• EXERCÍCIO PROPOSTO A: Cite, da entrada de diário sobre o desemprego, o trecho que vai de "Ultimamente o chefe" até "com misticismo oriental.".

• TEXTO EXTRAÍDO:
23/03/2007
Olá para todos, eu sou Pedro, o mais novo desempregado. Vão ouvir falar de mim, principalmente se você faz parte de algum departamento de recursos humanos. É por isto que eu fiquei alguns dias sem atualizar meu diário, pois eu ainda estava reunindo coragem para fazer o que tinha que fazer. Ah, eu também estava curtindo minhas férias forçadas, já que agora vou demorar pelo menos mais 2 anos para ter umas férias remuneradas. Eu gostava de meu último emprego, sério mesmo. Mas infelizmente alguns donos de empresa acham que podem viajar a vontade, gastando seu rico dinheirinho, que não haverá problema algum. No fim das contas, quem paga o pato somos nós, os infelizes empregados.
É incrível como os chefes se dão algumas liberdades que os míseros mortais não podem. Meu último chefe podia gritar em qualquer volume. E isto era engraçado, por que a gente acompanhava em primeira mão as fases da empresa.
No início era "Eu te mandei fazer isto?", ou "Eu não quero saber de problemas! Resolva!", depois foi passando para o "Nós podemos conversar sobre isto melhor", "Eu sei que seu salário atrasou este mês, e eu fico pessoalmente perturbado com isto". Alguns dias depois, a coisa fica mais interessante: "Olha, estou com várias propostas nas minhas mãos, esperando apenas a aprovação dos clientes. Se eu vender tudo isto, nós já temos 120.000 R$ garantidos", e a melhor de todas: "Buááááá, eu apliquei todo meu dinheiro nesta empresa para que vocês pudessem trabalhar aqui com todas as condições possíveis, Buááááá".
Ultimamente o chefe estava ficando mais religioso. Era comum escutar às vezes um "Aleluia". Só que ele era a pessoa religiosa mais estranha que eu já vi. Era católico, que agia como evangélico gritando Aleluia, e vivia com idéias espíritas. Aliás, isto envolveu um evento estranho naquela empresa.
Certo dia, fomos chamados para o refeitório, por que um senhor espírita iria fazer uma apresentação. Nos disseram que ele tinha vindo para "trazer luz" para a empresa. Apesar de estar mesmo difícil para a empresa pagar suas contas de energia, achei que a expressão era engraçada. Pessoalmente nunca tinha ouvido da boca de um espírita tal expressão, achei que era algo mais relacionado com misticismo oriental.

• EXERCÍCIO PROPOSTO B: Imprima sem alterações o trecho da listagem que vai da linha que contém "the zipper pull?" até a linha que contém "820], [876, 820]]", incluindo as duas.

• MATERIAL EXTRAÍDO:
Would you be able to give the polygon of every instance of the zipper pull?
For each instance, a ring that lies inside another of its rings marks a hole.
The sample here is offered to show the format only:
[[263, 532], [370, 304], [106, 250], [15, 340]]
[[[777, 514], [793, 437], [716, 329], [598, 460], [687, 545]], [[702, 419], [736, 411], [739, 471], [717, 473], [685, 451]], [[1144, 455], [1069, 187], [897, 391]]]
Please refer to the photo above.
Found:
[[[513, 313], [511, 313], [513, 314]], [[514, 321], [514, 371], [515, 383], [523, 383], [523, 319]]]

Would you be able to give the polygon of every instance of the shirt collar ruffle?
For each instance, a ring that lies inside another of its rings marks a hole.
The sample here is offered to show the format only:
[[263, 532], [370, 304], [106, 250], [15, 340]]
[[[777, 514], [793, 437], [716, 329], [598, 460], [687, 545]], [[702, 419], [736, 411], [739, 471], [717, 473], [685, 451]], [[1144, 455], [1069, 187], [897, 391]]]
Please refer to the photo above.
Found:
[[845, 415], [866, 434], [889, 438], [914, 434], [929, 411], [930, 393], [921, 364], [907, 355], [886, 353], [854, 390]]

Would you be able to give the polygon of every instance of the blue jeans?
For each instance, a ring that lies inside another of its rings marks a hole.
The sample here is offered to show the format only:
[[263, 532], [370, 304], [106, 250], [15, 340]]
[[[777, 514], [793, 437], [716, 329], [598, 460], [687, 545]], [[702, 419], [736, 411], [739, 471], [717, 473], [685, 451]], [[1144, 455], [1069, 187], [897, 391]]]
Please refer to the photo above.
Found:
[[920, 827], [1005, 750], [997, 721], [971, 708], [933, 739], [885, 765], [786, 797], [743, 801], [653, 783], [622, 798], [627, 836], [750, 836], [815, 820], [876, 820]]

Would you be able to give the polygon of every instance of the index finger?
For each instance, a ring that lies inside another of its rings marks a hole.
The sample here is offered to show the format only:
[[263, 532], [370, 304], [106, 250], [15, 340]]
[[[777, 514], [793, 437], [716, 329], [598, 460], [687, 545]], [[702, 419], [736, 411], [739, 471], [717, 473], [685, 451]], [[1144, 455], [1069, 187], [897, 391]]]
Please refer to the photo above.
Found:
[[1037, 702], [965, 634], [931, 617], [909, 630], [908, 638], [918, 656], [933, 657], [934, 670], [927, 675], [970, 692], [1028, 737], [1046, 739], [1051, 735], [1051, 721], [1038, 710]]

==

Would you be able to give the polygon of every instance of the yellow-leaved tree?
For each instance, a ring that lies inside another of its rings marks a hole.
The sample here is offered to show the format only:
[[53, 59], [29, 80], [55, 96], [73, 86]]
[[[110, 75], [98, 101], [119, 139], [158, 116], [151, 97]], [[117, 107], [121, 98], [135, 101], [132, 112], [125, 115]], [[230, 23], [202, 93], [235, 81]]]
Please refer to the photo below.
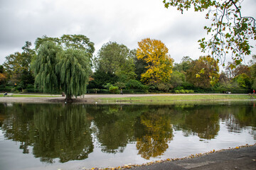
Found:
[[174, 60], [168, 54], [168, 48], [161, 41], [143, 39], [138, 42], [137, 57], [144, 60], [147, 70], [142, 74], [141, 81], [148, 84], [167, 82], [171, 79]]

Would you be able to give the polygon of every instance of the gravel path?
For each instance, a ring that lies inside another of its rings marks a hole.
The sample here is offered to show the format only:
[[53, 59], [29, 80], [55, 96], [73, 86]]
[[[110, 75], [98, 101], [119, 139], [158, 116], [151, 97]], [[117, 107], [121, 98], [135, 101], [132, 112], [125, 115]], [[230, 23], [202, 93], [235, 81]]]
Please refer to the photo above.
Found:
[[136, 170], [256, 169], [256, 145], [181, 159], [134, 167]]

...

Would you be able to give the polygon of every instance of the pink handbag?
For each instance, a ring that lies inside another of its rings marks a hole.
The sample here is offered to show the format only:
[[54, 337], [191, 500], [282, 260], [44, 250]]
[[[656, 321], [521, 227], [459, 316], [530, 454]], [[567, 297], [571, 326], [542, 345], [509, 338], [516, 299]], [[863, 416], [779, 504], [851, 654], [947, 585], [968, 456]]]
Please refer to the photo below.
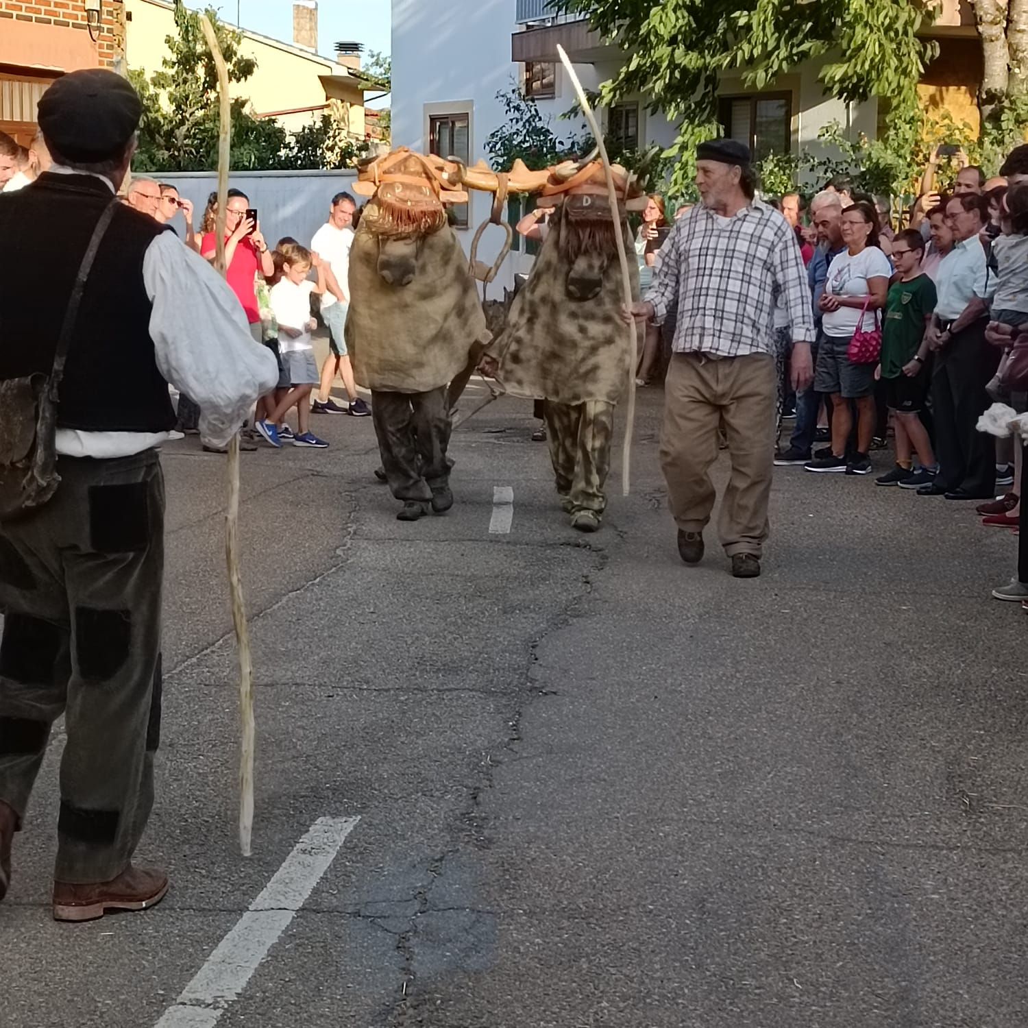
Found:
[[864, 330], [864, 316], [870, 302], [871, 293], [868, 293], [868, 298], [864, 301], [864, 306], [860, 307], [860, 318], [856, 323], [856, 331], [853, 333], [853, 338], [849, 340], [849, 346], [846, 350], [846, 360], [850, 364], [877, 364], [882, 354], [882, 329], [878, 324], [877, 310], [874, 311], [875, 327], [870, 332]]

• RESPOSTA CORRETA A:
Ultimamente o chefe estava ficando mais religioso. Era comum escutar às vezes um "Aleluia". Só que ele era a pessoa religiosa mais estranha que eu já vi. Era católico, que agia como evangélico gritando Aleluia, e vivia com idéias espíritas. Aliás, isto envolveu um evento estranho naquela empresa.
Certo dia, fomos chamados para o refeitório, por que um senhor espírita iria fazer uma apresentação. Nos disseram que ele tinha vindo para "trazer luz" para a empresa. Apesar de estar mesmo difícil para a empresa pagar suas contas de energia, achei que a expressão era engraçada. Pessoalmente nunca tinha ouvido da boca de um espírita tal expressão, achei que era algo mais relacionado com misticismo oriental.

• RESPOSTA CORRETA B:
Would you be able to give the polygon of every instance of the zipper pull?
For each instance, a ring that lies inside another of its rings marks a hole.
The sample here is offered to show the format only:
[[263, 532], [370, 304], [106, 250], [15, 340]]
[[[777, 514], [793, 437], [716, 329], [598, 460], [687, 545]], [[702, 419], [736, 411], [739, 471], [717, 473], [685, 451]], [[1144, 455], [1069, 187], [897, 391]]]
Please refer to the photo above.
Found:
[[[513, 313], [511, 313], [513, 314]], [[514, 321], [514, 371], [515, 383], [523, 383], [523, 319]]]

Would you be able to give the polygon of every instance of the shirt collar ruffle?
For each instance, a ring that lies inside another of its rings marks a hole.
The sample here is offered to show the format only:
[[263, 532], [370, 304], [106, 250], [15, 340]]
[[[777, 514], [793, 437], [716, 329], [598, 460], [687, 545]], [[702, 419], [736, 411], [739, 471], [717, 473], [685, 451]], [[1144, 455], [1069, 187], [897, 391]]]
Please refer to the photo above.
Found:
[[845, 415], [866, 434], [889, 438], [914, 434], [929, 411], [930, 393], [921, 364], [907, 355], [886, 353], [854, 390]]

Would you be able to give the polygon of every instance of the blue jeans?
For each instance, a ring that lies inside another of its rings marks a hole.
The sample here is offered to show the format only:
[[263, 532], [370, 304], [106, 250], [15, 340]]
[[[777, 514], [793, 437], [716, 329], [598, 460], [687, 545]], [[702, 419], [736, 411], [739, 471], [717, 473], [685, 451]], [[1144, 455], [1069, 187], [897, 391]]]
Please refer to the photo above.
Found:
[[920, 827], [1005, 750], [997, 721], [971, 708], [933, 739], [885, 765], [786, 797], [743, 801], [653, 783], [622, 798], [627, 836], [750, 836], [815, 820], [876, 820]]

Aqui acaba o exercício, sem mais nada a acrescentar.